Short problem. Count the lines in the rows below that contain the string "lawn", with case counting, and give only that number.

Supplied material.
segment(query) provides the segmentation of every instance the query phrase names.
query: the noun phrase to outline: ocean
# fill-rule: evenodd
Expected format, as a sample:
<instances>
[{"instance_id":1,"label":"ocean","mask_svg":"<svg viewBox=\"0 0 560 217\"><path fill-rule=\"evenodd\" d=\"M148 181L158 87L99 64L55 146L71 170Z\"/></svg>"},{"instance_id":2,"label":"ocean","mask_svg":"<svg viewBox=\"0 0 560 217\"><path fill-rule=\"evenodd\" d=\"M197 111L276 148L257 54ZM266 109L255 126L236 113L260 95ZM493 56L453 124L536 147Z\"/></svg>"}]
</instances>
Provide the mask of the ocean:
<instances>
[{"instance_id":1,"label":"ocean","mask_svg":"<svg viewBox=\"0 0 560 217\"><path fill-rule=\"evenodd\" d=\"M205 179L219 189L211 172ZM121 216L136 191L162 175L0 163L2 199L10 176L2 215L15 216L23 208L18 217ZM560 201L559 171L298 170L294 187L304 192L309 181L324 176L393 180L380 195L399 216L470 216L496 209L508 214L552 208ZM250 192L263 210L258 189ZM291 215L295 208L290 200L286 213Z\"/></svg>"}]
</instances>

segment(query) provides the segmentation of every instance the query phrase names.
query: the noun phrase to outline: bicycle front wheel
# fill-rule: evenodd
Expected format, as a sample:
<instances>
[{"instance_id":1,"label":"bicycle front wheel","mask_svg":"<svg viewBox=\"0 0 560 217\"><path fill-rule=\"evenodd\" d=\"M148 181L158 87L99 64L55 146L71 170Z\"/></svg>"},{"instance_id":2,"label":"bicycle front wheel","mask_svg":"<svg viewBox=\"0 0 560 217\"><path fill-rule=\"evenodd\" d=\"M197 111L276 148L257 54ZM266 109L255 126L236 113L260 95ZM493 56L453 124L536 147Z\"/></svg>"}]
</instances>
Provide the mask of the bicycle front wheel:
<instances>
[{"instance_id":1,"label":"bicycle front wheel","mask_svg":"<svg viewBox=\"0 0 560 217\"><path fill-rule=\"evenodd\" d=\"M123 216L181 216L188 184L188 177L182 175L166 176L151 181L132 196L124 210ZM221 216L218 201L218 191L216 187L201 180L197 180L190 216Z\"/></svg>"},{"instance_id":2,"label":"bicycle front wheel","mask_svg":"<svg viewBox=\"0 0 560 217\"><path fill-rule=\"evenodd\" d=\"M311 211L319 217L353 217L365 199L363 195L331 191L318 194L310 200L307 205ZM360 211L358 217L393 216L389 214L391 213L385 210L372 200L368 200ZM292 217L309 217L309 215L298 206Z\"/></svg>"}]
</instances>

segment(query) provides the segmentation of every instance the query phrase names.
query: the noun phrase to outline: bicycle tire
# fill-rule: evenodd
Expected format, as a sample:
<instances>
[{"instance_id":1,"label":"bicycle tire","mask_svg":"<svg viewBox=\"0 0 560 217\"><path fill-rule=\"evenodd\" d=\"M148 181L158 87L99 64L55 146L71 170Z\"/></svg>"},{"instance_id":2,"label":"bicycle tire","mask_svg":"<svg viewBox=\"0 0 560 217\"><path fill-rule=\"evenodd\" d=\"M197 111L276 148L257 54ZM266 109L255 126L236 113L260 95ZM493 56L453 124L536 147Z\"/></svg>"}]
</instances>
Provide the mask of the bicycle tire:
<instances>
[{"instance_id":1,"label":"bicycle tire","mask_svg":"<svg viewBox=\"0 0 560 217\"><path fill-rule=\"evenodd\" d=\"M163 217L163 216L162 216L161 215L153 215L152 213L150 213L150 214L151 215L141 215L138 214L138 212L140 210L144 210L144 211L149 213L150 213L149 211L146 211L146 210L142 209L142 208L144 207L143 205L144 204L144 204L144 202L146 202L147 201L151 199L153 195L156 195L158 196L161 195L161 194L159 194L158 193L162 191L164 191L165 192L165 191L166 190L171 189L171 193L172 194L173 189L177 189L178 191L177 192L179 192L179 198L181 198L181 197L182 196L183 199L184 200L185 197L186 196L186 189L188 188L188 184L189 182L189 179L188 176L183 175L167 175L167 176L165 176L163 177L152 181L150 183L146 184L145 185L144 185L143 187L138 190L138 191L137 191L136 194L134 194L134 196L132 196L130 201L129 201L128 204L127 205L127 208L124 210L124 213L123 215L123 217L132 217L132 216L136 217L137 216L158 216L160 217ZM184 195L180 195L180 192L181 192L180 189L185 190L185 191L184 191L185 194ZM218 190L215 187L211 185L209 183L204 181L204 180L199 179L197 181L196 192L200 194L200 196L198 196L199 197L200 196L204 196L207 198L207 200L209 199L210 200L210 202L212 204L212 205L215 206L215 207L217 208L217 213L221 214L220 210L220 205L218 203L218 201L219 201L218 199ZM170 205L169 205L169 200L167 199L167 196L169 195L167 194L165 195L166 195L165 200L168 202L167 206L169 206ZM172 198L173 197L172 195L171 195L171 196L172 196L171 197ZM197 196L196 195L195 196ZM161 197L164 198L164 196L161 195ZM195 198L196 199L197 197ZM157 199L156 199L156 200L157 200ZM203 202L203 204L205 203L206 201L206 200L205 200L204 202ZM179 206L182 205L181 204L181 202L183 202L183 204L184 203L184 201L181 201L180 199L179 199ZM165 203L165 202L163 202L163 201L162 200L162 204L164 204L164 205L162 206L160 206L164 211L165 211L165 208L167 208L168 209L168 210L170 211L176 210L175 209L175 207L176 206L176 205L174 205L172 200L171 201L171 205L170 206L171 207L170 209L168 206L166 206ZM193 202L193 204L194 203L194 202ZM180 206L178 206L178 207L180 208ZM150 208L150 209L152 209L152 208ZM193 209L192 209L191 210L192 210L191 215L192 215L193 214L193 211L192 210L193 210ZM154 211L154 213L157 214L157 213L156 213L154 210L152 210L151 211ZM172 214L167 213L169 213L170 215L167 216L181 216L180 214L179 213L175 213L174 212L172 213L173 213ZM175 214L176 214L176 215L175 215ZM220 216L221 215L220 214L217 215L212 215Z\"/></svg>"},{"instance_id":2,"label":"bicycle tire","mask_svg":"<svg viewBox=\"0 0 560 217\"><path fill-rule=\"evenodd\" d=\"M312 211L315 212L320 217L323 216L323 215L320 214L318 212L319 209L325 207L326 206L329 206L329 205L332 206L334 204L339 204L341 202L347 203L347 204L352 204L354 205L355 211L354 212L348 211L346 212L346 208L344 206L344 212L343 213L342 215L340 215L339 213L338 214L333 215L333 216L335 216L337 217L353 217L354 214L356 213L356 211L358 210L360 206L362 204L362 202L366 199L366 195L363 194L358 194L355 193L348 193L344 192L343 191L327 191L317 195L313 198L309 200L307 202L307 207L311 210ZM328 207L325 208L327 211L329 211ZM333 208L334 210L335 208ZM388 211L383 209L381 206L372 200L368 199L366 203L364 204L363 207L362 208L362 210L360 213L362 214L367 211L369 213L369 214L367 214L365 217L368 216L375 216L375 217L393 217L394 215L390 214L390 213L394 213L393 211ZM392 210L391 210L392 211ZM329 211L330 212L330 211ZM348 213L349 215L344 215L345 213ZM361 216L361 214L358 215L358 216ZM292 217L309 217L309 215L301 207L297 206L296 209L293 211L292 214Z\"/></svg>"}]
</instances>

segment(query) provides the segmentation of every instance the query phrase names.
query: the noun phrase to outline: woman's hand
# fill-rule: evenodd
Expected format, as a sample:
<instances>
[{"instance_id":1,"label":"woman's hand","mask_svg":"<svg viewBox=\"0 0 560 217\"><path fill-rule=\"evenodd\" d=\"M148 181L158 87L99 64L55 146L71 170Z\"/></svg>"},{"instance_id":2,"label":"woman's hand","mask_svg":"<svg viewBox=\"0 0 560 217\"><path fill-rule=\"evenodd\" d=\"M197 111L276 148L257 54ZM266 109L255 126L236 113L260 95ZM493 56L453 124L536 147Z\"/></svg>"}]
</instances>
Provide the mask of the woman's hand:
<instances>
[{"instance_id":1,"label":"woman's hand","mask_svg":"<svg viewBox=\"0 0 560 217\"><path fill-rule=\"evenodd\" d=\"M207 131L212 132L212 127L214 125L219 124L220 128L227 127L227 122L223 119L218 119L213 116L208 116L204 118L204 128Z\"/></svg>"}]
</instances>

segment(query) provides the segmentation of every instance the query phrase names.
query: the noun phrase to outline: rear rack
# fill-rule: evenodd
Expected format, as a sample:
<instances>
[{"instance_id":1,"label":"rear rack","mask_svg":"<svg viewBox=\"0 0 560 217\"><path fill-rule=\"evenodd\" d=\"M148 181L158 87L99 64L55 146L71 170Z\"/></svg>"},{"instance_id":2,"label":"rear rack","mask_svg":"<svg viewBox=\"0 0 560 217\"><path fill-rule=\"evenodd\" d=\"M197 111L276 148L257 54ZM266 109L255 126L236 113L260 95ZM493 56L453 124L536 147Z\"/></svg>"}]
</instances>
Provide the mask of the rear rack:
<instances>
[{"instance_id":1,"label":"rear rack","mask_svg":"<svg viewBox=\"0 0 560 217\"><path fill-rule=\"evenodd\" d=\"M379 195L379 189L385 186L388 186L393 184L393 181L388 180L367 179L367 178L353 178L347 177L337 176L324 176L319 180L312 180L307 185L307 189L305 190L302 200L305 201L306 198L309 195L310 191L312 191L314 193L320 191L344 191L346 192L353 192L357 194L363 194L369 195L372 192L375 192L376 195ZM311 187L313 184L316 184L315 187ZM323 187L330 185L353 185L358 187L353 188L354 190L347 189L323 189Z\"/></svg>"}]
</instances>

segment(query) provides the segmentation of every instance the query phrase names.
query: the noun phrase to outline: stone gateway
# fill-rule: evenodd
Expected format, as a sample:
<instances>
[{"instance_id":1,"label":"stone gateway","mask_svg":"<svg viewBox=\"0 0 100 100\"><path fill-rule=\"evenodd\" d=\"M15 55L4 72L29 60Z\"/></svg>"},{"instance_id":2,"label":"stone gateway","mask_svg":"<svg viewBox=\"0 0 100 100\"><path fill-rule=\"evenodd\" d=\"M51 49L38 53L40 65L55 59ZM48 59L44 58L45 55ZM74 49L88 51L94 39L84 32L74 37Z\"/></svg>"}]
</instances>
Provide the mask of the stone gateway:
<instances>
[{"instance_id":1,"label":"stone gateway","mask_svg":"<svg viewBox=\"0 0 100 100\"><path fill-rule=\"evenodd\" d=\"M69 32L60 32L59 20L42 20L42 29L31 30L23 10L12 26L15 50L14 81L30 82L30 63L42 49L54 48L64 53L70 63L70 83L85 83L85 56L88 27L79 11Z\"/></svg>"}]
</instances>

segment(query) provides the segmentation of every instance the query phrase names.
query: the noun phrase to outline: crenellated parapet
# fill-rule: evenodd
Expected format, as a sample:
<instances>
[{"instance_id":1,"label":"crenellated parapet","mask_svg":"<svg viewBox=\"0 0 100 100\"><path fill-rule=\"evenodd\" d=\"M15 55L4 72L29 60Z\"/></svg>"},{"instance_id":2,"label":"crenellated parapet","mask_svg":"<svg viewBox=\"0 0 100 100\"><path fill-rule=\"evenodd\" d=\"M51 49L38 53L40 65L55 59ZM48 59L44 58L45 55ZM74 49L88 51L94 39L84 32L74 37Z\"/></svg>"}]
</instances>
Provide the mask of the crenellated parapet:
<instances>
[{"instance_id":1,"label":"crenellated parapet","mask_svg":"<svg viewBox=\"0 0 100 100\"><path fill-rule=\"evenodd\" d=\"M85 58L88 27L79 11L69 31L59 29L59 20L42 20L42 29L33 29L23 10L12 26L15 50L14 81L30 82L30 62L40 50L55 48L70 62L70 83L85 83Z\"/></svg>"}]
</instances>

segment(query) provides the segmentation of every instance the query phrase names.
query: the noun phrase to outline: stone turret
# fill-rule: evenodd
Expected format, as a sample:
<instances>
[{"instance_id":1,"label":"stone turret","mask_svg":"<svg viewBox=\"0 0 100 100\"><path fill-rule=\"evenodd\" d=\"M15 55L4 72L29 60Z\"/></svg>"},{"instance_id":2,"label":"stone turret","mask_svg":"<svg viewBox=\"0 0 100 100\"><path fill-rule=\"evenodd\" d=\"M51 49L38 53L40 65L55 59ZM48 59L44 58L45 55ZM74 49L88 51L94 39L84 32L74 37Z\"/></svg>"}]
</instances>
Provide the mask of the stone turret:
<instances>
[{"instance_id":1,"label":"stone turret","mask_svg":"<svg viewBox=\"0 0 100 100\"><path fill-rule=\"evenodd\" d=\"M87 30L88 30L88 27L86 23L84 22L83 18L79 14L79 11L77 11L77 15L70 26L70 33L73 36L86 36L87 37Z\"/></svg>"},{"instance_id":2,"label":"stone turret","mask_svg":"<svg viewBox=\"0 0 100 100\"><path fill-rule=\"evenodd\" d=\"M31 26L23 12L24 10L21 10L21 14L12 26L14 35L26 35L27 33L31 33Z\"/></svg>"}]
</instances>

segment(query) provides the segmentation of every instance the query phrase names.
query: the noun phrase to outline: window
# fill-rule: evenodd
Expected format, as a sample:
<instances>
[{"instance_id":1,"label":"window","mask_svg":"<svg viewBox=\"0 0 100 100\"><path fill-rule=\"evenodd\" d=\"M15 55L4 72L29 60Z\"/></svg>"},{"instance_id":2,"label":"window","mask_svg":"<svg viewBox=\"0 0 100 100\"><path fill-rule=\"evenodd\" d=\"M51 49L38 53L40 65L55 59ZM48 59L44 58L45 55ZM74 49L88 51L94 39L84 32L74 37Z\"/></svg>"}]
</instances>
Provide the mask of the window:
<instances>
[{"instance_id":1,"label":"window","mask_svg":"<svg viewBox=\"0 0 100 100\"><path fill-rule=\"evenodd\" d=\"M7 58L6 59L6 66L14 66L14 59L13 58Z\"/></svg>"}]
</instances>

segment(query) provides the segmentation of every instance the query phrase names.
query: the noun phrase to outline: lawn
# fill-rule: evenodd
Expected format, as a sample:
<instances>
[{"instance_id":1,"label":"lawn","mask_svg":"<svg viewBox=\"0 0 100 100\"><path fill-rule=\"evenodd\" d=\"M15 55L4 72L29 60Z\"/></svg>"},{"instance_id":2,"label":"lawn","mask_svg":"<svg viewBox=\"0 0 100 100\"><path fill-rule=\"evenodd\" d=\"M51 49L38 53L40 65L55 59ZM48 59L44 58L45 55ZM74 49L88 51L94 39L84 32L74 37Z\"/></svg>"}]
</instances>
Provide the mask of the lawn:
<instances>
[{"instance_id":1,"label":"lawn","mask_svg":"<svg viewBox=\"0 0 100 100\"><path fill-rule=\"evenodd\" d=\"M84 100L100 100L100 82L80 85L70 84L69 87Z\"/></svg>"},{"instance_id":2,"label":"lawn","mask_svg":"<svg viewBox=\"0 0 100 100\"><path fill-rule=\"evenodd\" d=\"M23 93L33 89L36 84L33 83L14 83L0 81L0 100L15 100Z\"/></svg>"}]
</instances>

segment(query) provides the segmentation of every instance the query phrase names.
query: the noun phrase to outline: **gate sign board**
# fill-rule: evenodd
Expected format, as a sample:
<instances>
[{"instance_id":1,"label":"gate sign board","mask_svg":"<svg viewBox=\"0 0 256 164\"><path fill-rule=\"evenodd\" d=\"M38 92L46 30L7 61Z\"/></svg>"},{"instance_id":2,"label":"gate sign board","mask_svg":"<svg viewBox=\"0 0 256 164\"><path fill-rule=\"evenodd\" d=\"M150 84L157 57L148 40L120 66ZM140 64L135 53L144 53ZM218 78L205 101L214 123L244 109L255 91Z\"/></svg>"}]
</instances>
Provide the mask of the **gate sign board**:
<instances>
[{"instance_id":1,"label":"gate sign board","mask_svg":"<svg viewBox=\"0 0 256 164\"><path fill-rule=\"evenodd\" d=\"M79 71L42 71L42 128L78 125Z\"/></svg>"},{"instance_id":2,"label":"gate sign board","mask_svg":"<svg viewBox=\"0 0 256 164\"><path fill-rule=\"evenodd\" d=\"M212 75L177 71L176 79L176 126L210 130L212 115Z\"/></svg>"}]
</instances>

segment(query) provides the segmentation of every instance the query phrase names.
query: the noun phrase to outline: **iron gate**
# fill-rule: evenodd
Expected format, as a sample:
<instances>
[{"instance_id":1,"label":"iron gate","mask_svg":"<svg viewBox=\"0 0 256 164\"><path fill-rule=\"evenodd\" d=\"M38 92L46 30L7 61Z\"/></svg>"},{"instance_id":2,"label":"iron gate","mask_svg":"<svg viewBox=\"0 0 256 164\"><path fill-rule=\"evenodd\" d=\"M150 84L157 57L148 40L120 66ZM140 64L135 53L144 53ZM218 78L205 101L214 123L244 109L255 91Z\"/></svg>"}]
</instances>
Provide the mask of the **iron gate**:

Output below. 4